Saved entries:
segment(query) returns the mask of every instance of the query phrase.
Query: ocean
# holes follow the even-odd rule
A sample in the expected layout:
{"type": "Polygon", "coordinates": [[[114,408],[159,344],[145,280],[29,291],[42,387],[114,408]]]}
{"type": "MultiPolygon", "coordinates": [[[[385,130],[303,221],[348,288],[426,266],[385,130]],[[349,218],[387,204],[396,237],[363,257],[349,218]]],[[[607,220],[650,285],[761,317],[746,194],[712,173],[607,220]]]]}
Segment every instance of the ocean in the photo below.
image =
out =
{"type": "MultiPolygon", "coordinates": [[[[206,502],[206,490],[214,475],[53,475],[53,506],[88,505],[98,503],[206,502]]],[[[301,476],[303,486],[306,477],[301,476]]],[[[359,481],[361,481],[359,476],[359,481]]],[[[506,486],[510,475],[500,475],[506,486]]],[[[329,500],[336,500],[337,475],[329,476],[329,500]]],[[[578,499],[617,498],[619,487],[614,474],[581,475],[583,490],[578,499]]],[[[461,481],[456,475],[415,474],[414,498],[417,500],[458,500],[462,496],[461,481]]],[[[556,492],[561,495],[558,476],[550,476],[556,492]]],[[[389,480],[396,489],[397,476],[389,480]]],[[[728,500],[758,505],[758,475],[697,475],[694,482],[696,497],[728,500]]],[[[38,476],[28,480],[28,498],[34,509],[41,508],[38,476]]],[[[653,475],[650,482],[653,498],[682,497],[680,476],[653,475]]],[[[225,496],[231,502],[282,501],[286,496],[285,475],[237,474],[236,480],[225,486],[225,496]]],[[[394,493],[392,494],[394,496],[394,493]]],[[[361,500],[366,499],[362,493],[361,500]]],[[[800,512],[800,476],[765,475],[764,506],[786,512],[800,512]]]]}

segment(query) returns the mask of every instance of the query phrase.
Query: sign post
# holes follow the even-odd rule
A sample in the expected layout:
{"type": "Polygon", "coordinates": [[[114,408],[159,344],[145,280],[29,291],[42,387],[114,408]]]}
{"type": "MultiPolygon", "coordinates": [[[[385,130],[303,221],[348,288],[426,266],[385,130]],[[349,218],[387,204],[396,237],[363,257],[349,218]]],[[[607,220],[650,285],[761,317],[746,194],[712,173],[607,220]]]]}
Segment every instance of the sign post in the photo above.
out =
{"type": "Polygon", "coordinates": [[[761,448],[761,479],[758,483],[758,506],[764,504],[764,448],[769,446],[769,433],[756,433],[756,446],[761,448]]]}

- _WORK INSTRUCTIONS_
A verbatim copy of the records above should be returned.

- _EXERCISE RESPONSE_
segment(query) returns the mask of every instance of the query phrase.
Query: ocean
# holes follow the even-odd rule
A sample in the expected layout:
{"type": "Polygon", "coordinates": [[[114,408],[159,344],[145,280],[29,291],[42,387],[114,408]]]}
{"type": "MultiPolygon", "coordinates": [[[[385,130],[303,221],[348,288],[426,266],[385,130]],[[349,218],[387,204],[396,237],[363,257],[349,218]]],[[[607,220],[650,285],[761,317],[746,194],[712,173],[607,220]]]]}
Segment every instance of the ocean in the photo below.
image =
out =
{"type": "MultiPolygon", "coordinates": [[[[206,502],[206,490],[214,475],[53,475],[53,506],[88,505],[98,503],[206,502]]],[[[301,476],[303,486],[306,477],[301,476]]],[[[359,481],[361,481],[359,476],[359,481]]],[[[506,486],[510,475],[500,475],[506,486]]],[[[329,500],[336,500],[337,475],[329,476],[329,500]]],[[[578,499],[617,498],[619,487],[614,474],[581,475],[583,490],[578,499]]],[[[461,481],[456,475],[415,474],[414,498],[417,500],[458,500],[462,496],[461,481]]],[[[556,492],[561,495],[558,476],[550,476],[556,492]]],[[[389,480],[396,489],[397,476],[389,480]]],[[[728,500],[758,505],[758,475],[697,475],[694,482],[696,497],[728,500]]],[[[38,476],[28,480],[28,498],[34,509],[41,508],[38,476]]],[[[653,475],[650,482],[653,498],[682,497],[680,476],[653,475]]],[[[225,496],[231,502],[282,501],[286,496],[285,475],[237,474],[236,480],[225,486],[225,496]]],[[[394,493],[392,494],[394,496],[394,493]]],[[[361,500],[366,499],[362,493],[361,500]]],[[[800,512],[800,476],[765,475],[764,506],[786,512],[800,512]]]]}

segment(query) returns the mask of every instance of the query phrase.
Query: sign post
# holes follow the even-odd rule
A sample in the expected layout:
{"type": "Polygon", "coordinates": [[[114,408],[159,344],[145,280],[29,291],[42,387],[114,408]]]}
{"type": "MultiPolygon", "coordinates": [[[[385,130],[303,221],[348,288],[426,266],[385,130]],[[349,218],[387,204],[396,237],[363,257],[349,218]]],[[[607,220],[650,285],[761,317],[746,194],[712,173],[607,220]]]]}
Segment every instance of the sign post in the photo above.
out =
{"type": "Polygon", "coordinates": [[[761,448],[761,479],[758,483],[758,506],[764,504],[764,448],[769,446],[769,433],[756,433],[756,446],[761,448]]]}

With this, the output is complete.